● **Problem to work on**
Give the lines again exactly, from the one holding "in maroon polo" to the last line of the listing below, both ends included and nothing added.

● **Records for this task**

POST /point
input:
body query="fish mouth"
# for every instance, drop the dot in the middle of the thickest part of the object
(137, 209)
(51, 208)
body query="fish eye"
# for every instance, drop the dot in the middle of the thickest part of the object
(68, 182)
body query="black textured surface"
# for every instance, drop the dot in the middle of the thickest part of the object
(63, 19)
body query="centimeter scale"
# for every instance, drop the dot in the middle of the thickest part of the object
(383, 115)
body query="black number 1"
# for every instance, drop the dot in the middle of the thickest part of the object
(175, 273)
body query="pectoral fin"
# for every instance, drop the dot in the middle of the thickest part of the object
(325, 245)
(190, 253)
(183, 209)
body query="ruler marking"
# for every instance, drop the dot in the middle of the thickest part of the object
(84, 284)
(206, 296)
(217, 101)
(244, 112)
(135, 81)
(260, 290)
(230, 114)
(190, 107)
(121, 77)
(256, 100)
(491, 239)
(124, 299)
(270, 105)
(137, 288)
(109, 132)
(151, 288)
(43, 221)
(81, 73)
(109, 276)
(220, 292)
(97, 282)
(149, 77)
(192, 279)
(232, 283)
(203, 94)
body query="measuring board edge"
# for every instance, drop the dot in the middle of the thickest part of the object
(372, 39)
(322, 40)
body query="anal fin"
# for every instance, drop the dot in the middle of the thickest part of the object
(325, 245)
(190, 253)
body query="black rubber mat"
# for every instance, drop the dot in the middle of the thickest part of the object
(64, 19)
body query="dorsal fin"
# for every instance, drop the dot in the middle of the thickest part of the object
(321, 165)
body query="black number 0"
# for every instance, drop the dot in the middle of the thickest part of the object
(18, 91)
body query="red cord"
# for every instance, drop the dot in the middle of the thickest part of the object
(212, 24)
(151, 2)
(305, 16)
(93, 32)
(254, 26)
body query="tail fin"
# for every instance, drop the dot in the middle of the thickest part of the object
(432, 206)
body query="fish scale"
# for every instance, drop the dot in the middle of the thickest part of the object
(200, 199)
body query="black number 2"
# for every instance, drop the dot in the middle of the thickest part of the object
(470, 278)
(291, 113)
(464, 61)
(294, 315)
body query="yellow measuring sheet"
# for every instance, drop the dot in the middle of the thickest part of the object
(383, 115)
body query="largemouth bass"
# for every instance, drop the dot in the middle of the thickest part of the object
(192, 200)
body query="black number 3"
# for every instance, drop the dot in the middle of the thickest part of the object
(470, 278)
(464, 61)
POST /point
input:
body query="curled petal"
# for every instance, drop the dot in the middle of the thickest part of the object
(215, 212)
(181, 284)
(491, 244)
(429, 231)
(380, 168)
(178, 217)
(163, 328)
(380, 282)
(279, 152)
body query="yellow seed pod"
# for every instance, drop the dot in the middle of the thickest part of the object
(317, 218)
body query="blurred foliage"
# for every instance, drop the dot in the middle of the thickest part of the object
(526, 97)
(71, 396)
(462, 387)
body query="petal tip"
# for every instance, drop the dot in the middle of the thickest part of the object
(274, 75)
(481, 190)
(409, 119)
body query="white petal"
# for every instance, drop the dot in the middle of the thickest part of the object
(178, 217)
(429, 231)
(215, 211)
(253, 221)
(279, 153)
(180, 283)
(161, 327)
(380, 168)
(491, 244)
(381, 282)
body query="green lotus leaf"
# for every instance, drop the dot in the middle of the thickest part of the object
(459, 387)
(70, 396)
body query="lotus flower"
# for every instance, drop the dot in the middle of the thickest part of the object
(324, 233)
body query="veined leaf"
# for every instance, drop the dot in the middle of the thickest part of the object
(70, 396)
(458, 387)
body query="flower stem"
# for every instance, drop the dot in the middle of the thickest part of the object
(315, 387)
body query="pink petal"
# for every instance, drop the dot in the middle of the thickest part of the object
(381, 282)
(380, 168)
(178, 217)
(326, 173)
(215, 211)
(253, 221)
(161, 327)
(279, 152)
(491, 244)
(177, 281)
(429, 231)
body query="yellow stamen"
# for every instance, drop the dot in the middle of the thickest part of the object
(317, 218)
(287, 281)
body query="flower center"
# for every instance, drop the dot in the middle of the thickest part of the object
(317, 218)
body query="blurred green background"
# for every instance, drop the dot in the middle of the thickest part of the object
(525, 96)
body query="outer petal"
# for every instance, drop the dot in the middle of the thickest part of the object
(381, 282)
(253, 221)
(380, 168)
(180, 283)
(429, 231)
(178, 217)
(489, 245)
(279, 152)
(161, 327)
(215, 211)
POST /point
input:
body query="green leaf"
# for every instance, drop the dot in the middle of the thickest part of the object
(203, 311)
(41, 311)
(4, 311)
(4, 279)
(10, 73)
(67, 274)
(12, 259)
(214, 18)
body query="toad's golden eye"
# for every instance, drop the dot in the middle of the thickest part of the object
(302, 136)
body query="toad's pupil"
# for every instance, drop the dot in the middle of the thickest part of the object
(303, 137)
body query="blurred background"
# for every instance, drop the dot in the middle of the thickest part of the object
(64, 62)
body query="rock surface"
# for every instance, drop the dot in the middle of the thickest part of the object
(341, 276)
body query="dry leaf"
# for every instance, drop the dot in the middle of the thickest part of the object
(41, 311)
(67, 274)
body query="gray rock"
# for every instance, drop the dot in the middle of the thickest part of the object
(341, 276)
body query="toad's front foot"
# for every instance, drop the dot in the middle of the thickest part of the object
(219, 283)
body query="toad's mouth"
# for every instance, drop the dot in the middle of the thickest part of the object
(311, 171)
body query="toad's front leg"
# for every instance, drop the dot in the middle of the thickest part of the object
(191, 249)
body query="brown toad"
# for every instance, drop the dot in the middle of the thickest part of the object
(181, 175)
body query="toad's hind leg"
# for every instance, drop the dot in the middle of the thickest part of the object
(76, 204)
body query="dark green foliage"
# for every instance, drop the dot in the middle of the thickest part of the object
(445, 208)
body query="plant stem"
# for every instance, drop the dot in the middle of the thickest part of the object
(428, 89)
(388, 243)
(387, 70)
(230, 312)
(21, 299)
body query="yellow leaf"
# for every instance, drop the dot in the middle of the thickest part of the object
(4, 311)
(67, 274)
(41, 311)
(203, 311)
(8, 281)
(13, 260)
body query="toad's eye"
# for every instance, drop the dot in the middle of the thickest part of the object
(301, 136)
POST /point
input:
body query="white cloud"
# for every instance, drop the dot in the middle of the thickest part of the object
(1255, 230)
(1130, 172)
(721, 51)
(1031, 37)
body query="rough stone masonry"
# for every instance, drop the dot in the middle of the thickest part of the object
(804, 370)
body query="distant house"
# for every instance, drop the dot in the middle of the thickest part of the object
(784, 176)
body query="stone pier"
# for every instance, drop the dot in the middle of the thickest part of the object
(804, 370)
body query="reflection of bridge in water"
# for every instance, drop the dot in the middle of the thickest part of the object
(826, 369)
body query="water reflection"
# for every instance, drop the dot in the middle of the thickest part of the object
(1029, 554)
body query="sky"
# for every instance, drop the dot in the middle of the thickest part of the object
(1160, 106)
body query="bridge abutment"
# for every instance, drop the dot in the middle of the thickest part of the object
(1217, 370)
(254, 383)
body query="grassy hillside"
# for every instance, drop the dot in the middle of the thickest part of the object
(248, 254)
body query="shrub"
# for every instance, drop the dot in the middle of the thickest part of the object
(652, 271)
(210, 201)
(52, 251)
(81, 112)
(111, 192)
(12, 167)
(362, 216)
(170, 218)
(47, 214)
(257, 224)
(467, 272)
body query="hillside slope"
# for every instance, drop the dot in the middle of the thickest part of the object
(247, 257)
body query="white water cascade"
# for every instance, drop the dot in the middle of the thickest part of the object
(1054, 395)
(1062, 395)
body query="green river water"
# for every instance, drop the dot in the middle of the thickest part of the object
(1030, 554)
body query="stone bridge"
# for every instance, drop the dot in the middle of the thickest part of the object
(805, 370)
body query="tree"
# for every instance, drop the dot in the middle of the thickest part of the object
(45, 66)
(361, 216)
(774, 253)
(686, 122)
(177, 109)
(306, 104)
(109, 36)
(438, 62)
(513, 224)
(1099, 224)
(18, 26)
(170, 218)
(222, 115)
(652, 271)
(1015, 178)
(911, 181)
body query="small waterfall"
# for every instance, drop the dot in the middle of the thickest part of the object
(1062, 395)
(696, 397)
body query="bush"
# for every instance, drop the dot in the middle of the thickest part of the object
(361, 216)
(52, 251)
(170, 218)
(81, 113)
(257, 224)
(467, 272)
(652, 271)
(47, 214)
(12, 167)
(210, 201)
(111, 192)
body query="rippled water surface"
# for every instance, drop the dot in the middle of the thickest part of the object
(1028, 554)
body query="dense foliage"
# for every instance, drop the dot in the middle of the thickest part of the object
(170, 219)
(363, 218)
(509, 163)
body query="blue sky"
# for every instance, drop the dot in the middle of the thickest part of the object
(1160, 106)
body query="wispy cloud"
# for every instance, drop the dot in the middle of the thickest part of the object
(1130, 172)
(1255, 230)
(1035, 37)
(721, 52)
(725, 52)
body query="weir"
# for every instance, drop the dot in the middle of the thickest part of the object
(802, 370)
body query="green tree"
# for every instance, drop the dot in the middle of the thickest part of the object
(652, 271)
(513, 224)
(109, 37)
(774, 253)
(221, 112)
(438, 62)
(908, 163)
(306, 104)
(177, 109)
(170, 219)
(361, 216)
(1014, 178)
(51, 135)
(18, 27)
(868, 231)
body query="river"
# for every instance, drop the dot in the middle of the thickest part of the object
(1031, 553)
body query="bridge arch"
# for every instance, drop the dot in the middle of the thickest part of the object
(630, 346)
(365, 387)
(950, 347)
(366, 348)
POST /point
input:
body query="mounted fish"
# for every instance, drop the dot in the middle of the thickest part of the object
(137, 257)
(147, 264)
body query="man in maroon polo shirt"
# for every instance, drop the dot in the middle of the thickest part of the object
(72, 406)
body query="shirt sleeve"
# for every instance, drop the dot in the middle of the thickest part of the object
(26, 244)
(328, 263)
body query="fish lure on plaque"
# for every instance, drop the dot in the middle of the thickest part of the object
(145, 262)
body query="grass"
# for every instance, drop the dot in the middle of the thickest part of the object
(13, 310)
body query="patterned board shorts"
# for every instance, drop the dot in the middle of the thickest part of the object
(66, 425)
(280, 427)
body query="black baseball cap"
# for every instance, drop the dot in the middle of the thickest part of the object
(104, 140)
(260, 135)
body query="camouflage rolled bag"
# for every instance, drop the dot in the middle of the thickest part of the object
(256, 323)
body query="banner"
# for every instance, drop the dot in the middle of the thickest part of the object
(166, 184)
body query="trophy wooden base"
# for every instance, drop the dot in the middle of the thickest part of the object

● **Output below**
body query="man in maroon polo shirt"
# for every instance, drop the dot in the middle of the thickest part of the object
(72, 406)
body query="shirt sleeve"
# for every instance, drop the dot in the middle of the thickest part of the object
(26, 244)
(328, 263)
body query="fish lure on plaque"
# for every instance, drop the dot in the middle of the thickest part of the object
(145, 262)
body query="grass"
# for every instance, drop the dot in the middle of the thickest part of the object
(13, 310)
body query="patterned board shorts"
# for every instance, drop the dot in the middle of the thickest part of the object
(66, 425)
(280, 427)
body query="black baseball cap"
# for every instance, drop the dot in the middle of the thickest part of the object
(104, 140)
(260, 135)
body query="camouflage rolled bag"
# for every instance, drop the dot in the middle of the thickest part of the object
(256, 323)
body query="banner"
# for every instance, drop the dot in the middle of the thickest part of the object
(166, 184)
body query="trophy wooden base"
# for every instance, drop the dot in the middle of the thickest part of the object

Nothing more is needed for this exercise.